What to do:
Nothing before the line containing "Expected behaviour: for every instance of the fireplace" belongs in the answer; quote that line and all lines after it through the end of the material, word for word.

#### Record list ####

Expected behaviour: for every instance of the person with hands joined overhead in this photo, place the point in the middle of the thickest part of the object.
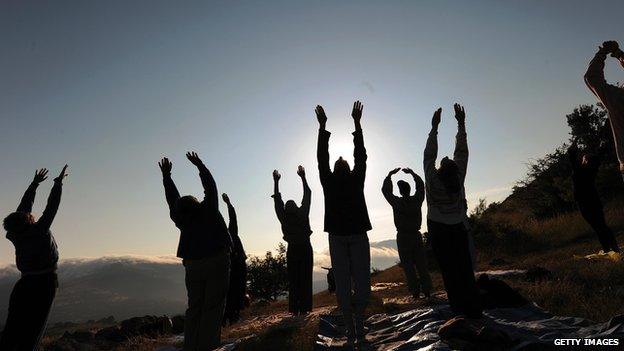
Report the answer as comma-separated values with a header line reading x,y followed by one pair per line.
x,y
611,96
446,215
347,221
204,247
237,293
584,170
36,257
408,219
295,223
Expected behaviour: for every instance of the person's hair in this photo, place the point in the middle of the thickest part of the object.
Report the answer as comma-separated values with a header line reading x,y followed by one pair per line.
x,y
17,221
448,173
341,167
404,187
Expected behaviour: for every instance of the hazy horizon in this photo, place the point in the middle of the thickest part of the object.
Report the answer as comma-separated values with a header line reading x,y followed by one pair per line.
x,y
111,87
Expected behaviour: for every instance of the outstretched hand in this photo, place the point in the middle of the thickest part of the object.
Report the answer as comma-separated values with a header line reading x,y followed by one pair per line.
x,y
356,113
437,117
225,198
394,171
610,47
40,175
194,158
460,113
61,175
165,166
320,115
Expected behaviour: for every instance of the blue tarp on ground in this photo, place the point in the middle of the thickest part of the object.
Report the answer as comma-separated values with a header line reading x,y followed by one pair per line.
x,y
528,327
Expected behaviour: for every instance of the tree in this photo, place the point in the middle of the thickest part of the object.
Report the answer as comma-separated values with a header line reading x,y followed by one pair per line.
x,y
268,278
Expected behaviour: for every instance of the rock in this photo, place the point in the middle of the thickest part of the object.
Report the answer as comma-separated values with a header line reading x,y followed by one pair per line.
x,y
538,274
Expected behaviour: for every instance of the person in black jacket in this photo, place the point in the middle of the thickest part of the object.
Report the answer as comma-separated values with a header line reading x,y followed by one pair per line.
x,y
584,170
346,221
204,247
408,219
36,256
238,273
295,222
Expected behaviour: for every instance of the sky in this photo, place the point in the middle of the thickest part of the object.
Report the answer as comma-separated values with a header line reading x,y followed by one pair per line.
x,y
110,87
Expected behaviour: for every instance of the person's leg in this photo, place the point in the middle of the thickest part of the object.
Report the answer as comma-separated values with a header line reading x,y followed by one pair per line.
x,y
216,283
420,261
406,254
467,293
360,263
195,286
339,253
40,295
306,279
15,318
594,216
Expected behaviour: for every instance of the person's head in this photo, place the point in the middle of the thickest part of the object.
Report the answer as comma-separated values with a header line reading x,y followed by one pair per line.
x,y
341,167
18,222
186,207
404,188
448,173
290,207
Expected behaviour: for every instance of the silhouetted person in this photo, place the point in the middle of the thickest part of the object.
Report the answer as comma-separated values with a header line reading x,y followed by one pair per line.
x,y
237,292
446,216
204,247
584,170
295,222
408,219
346,221
36,257
611,96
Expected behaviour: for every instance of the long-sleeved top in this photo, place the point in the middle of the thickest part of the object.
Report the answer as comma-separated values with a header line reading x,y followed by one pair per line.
x,y
612,97
442,205
345,205
406,209
295,225
238,252
35,248
584,177
205,233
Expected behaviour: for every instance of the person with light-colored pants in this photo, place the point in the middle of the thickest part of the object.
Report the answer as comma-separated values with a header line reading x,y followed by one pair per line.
x,y
350,256
207,281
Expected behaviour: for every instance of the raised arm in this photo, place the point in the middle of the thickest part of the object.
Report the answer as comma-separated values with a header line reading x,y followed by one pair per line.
x,y
233,227
277,197
386,188
322,146
307,192
359,151
54,200
171,192
419,194
460,156
208,182
28,199
431,149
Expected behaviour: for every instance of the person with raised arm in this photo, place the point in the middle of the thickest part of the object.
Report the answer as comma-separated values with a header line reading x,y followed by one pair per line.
x,y
204,247
408,219
237,293
295,223
446,216
36,257
347,222
584,170
611,96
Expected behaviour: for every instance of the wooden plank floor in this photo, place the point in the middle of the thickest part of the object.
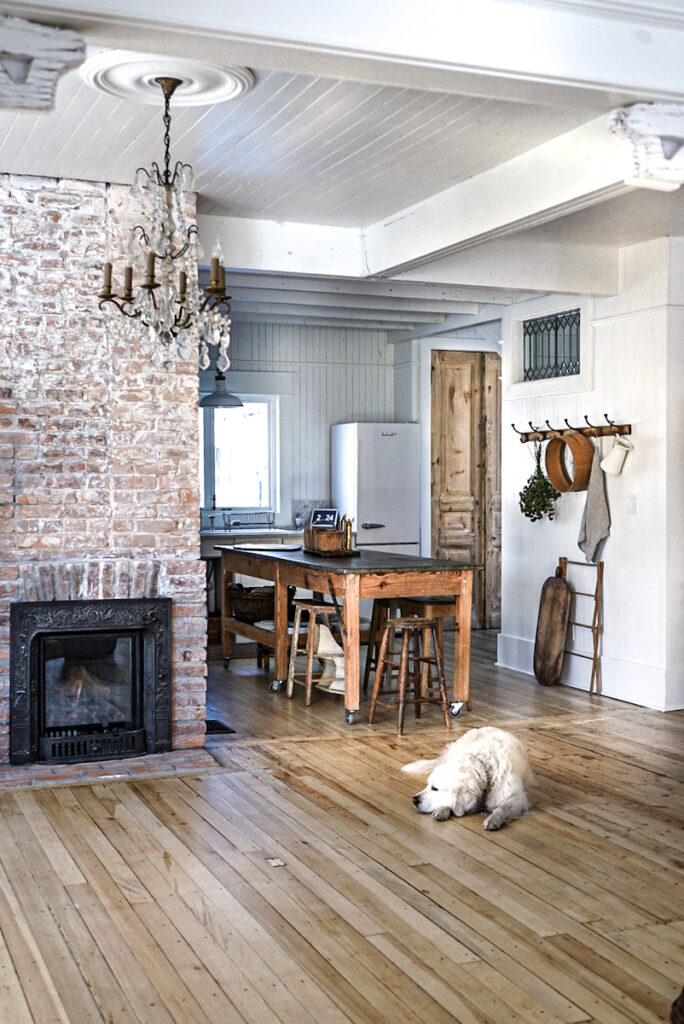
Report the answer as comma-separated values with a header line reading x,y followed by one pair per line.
x,y
298,884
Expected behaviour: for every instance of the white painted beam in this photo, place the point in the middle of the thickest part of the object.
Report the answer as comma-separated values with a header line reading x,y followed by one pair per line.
x,y
568,173
241,297
355,325
549,52
457,328
531,266
403,290
335,312
279,246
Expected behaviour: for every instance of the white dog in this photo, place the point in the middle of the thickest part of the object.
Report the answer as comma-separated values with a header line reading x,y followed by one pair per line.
x,y
484,770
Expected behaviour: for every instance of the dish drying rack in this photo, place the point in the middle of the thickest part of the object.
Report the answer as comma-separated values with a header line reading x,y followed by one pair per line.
x,y
232,520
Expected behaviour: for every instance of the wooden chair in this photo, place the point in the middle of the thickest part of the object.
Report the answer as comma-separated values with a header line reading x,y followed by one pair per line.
x,y
417,653
306,614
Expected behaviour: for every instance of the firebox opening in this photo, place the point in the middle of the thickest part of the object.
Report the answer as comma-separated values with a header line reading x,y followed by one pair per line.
x,y
89,680
90,695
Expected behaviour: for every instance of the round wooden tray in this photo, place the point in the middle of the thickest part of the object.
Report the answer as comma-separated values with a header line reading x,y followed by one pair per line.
x,y
556,467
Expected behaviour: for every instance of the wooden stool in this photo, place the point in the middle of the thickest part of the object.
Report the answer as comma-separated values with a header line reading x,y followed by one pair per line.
x,y
310,609
427,689
439,608
383,608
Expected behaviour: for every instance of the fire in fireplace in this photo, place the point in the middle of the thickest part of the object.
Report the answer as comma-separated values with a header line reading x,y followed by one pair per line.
x,y
89,680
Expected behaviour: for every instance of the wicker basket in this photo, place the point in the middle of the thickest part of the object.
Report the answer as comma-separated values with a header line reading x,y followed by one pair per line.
x,y
250,604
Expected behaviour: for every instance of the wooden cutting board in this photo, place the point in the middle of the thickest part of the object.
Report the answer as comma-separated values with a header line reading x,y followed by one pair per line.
x,y
552,630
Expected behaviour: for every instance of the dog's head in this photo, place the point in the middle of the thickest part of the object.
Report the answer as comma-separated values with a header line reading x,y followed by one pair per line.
x,y
455,785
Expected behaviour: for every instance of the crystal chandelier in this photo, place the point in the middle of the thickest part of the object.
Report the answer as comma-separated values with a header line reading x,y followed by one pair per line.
x,y
167,308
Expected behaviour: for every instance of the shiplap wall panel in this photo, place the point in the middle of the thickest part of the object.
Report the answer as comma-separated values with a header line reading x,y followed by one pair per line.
x,y
341,375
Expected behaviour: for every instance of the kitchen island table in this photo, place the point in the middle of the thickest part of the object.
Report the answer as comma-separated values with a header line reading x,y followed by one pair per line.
x,y
367,574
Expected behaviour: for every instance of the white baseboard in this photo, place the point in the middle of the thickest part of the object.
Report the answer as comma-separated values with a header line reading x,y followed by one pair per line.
x,y
645,685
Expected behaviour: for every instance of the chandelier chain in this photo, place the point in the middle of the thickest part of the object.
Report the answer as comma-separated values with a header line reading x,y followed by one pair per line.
x,y
168,309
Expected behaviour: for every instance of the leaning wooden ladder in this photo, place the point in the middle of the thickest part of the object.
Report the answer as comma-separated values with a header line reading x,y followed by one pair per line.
x,y
596,625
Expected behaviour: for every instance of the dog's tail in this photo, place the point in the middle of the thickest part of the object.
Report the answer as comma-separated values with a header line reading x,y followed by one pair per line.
x,y
420,767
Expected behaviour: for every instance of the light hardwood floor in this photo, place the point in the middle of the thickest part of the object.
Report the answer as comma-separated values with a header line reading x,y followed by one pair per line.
x,y
298,885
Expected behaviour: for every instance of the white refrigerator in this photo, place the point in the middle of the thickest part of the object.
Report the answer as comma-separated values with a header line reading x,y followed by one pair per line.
x,y
376,482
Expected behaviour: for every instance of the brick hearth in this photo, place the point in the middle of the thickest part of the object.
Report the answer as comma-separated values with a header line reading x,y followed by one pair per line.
x,y
98,462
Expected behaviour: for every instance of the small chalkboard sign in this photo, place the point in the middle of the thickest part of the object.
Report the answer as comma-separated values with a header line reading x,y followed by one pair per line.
x,y
324,518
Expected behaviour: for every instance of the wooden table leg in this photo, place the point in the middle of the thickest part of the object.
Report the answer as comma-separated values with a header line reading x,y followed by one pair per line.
x,y
462,642
281,634
351,648
227,640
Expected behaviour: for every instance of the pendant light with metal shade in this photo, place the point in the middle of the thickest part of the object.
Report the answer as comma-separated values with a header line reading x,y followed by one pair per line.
x,y
220,396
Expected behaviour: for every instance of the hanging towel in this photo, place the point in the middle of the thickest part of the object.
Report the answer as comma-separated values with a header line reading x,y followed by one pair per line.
x,y
596,518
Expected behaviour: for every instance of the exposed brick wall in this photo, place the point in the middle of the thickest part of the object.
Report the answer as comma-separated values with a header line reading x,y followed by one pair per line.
x,y
98,466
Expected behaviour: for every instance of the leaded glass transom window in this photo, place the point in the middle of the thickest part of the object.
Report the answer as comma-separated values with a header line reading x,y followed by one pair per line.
x,y
551,345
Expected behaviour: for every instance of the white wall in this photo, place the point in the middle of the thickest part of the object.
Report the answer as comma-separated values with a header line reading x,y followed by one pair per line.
x,y
339,375
633,337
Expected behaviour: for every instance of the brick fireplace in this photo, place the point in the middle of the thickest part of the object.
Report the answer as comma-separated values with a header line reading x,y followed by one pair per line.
x,y
98,462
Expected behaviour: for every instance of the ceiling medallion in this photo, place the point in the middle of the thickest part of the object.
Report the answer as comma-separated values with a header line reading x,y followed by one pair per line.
x,y
168,307
133,76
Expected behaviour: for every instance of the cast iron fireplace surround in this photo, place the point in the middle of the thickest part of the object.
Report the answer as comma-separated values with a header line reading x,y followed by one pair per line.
x,y
87,633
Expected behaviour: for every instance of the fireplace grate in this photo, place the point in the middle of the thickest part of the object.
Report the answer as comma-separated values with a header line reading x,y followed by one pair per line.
x,y
90,742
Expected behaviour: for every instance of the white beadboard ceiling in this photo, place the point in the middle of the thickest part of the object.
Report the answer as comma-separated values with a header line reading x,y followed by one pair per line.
x,y
297,147
355,121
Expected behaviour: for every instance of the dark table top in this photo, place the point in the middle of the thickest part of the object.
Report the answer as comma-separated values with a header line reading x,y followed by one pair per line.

####

Exercise answer:
Expected behaviour: for every instance of the fireplace grate in this photo, place the point in the middle of the thickest part of the object.
Report the answer as comma-separated values with a header line reading x,y followed by one pair per line.
x,y
90,742
Expected behaviour: for every instance of the white beadboard ceiling in this photo, place the point in the middle of the thickest part of the object.
Report the answer as comma-separated values with a header line reading x,y followed by one pair per line.
x,y
297,147
355,121
Expected behaviour: for every instance of the dark table top in this photo, place the point in the middle of the thickest part of the object.
Report the answer as comma-separated values with a header line reading x,y followed by one pair per line.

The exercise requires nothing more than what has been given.